### COMPITO DA SVOLGERE
Secondo il testo sul melanoma, di quanto erano diminuiti nel 2009 i tassi di mortalità per melanoma tra i partecipanti al progetto SCREEN?

### TESTO FORNITO
--------------------------------

ROMA. Sono aumentati di oltre il 100% in meno di mezzo secolo i casi di melanoma. Ma sono aumentate anche le chance di tenerlo 'sotto controllo' con l'immunoncologia, grazie alla quale il 35% dei pazienti che presenta la malattia in stadio avanzato è vivo a 5 anni dalla diagnosi.
A fare il punto sulle nuove terapie, il Master «Management del paziente con melanoma dalla ricerca alla terapia», che si è aperto all'Istituto Dermopatico dell'Immacolata (Idi) di Roma e organizzato dall'Intergruppo Melanoma Italiano (Imi).
Inoltre, l'efficacia di uno screening per il melanoma diffuso nella popolazione dimezza il rischio di mortalità.
Questo aggressivo tumore cutaneo «continua a crescere con un'incidenza del 3% annuo», sottolinea il team di ricercatori dell'Università del Texas, che non esita a definirlo 'vero e proprio problema di salute pubblica'. Ad esser stati arruolati, per il progetto denominato SCREEN, sono stati oltre 360mila cittadini tedeschi (praticamente il 20% degli adulti dello Schleswig-Holstein, Land nel Nord della Germania).
Tutti, tra il 2003 e il 2004, sono stati sottoposti a controlli e a campagne di informazione sui fattori di rischio e sui segnali indicativi della malattia.
In questo macrogruppo, nel 2009, 5 anni dopo il termine del progetto, i tassi di mortalità per melanoma risultavano diminuiti del 48%, se comparati con quelli storici relativi a quest'area.

--------------------------------

### DATI FORNITI
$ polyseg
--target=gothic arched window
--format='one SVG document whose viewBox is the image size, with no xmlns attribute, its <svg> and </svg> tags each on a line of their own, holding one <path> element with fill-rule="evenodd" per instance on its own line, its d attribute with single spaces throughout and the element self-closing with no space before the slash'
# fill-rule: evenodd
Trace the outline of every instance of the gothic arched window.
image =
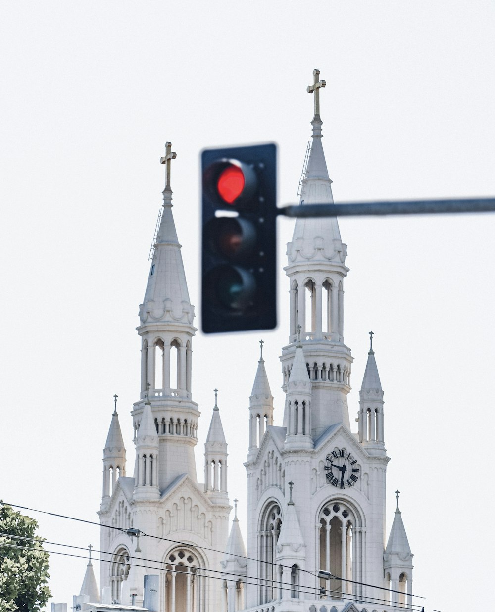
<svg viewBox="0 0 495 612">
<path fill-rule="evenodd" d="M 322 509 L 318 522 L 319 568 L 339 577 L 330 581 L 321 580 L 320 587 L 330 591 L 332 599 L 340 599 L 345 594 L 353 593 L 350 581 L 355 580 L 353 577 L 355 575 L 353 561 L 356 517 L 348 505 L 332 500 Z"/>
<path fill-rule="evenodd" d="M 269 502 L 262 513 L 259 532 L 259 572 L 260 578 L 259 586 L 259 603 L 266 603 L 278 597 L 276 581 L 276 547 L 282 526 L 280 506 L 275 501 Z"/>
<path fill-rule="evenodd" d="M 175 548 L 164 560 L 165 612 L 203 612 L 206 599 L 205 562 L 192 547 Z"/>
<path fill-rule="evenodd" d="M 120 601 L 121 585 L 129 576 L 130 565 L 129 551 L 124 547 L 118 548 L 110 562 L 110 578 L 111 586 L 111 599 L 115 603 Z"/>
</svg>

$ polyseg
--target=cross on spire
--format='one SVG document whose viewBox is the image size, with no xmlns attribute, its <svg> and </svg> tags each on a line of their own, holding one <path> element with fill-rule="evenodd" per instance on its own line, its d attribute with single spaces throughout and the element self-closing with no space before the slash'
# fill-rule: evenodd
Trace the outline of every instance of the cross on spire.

--------------------------------

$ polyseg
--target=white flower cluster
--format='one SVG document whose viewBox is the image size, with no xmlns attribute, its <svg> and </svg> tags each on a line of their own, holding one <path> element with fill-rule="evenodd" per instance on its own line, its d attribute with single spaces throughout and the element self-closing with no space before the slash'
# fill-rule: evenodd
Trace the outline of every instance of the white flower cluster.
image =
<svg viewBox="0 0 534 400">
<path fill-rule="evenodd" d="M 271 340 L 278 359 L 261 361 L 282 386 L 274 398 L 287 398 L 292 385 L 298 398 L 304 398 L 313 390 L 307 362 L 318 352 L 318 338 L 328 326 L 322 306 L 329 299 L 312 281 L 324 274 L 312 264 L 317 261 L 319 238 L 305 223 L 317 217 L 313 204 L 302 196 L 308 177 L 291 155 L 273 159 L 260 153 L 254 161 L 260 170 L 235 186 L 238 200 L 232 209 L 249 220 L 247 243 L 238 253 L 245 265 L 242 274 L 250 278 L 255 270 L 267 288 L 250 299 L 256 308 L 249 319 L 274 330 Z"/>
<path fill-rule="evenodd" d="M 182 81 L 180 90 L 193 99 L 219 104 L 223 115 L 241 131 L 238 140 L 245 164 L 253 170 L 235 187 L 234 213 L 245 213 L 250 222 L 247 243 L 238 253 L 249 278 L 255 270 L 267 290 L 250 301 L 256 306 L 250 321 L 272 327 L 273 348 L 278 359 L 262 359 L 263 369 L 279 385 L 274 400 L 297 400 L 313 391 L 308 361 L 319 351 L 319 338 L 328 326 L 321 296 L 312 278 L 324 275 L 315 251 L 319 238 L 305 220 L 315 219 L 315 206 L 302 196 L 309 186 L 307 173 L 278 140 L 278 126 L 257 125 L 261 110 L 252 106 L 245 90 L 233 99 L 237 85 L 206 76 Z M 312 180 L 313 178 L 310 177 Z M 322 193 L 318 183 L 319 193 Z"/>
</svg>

--------------------------------

### RISULTATO OTTENUTO
Del 48%, rispetto ai tassi storici di quell'area.